(Stored items)

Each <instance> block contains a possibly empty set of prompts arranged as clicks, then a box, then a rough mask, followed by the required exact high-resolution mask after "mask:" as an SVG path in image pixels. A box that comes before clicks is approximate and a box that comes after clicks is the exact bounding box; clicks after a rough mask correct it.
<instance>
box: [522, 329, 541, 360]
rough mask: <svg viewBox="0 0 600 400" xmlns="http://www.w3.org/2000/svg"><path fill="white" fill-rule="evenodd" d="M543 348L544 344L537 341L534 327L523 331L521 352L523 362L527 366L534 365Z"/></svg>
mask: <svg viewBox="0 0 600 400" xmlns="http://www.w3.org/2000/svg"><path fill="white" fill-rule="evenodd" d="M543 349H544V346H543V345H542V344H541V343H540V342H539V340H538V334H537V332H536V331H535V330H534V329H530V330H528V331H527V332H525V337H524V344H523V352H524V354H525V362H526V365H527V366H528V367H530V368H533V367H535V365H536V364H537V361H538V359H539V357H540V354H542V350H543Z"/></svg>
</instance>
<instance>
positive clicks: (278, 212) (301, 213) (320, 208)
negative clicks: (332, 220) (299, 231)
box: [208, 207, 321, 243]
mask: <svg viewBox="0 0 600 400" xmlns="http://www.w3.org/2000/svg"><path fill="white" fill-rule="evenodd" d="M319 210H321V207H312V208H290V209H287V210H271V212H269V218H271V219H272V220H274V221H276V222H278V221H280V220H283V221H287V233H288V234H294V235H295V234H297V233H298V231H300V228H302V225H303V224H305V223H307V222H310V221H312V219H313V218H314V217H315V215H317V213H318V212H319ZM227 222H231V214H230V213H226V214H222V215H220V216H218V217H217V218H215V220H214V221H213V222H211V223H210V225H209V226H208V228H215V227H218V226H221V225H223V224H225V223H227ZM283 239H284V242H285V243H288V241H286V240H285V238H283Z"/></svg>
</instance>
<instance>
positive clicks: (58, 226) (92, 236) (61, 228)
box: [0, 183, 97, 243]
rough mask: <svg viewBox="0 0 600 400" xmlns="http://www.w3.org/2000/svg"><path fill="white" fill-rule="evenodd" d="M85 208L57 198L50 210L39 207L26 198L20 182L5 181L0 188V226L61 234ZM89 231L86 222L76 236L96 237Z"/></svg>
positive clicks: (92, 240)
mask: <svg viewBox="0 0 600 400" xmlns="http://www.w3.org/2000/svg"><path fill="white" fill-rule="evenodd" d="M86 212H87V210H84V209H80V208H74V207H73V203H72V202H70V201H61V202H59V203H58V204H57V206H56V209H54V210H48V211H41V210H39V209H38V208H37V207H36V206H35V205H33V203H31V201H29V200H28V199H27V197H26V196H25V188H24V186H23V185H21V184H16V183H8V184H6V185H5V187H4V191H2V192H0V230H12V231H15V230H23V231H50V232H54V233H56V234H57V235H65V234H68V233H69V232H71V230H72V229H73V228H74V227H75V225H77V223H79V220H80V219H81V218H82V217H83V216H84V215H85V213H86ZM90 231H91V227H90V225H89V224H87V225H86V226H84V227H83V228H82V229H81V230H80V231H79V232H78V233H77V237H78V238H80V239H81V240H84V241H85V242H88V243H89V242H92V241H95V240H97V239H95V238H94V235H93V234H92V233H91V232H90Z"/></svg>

Activity => Exact reproduction is required: output the lines from the start of the entries above through the line with "box: [522, 329, 541, 360]".

Output of the task =>
Each <instance> block contains a possibly empty set of prompts arranged as clicks, then a box, then a rough mask, followed by the required exact high-resolution mask after "mask:" as an SVG path in image pixels. A box that comes before clicks is approximate and a box that comes after clicks is the exact bounding box; clicks after a rough mask correct it.
<instance>
box: [522, 329, 541, 360]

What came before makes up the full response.